**REQUIRED ACTION:** Your answer should be the entries, repeated exactly.

**INFORMATION:**
------------------------------
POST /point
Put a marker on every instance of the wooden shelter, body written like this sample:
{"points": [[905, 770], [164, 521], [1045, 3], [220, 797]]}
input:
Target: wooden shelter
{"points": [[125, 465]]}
------------------------------
**REPLY:**
POST /point
Put a marker on every instance of the wooden shelter, body written like this sample:
{"points": [[905, 770], [164, 521], [1045, 3], [220, 797]]}
input:
Target: wooden shelter
{"points": [[125, 465]]}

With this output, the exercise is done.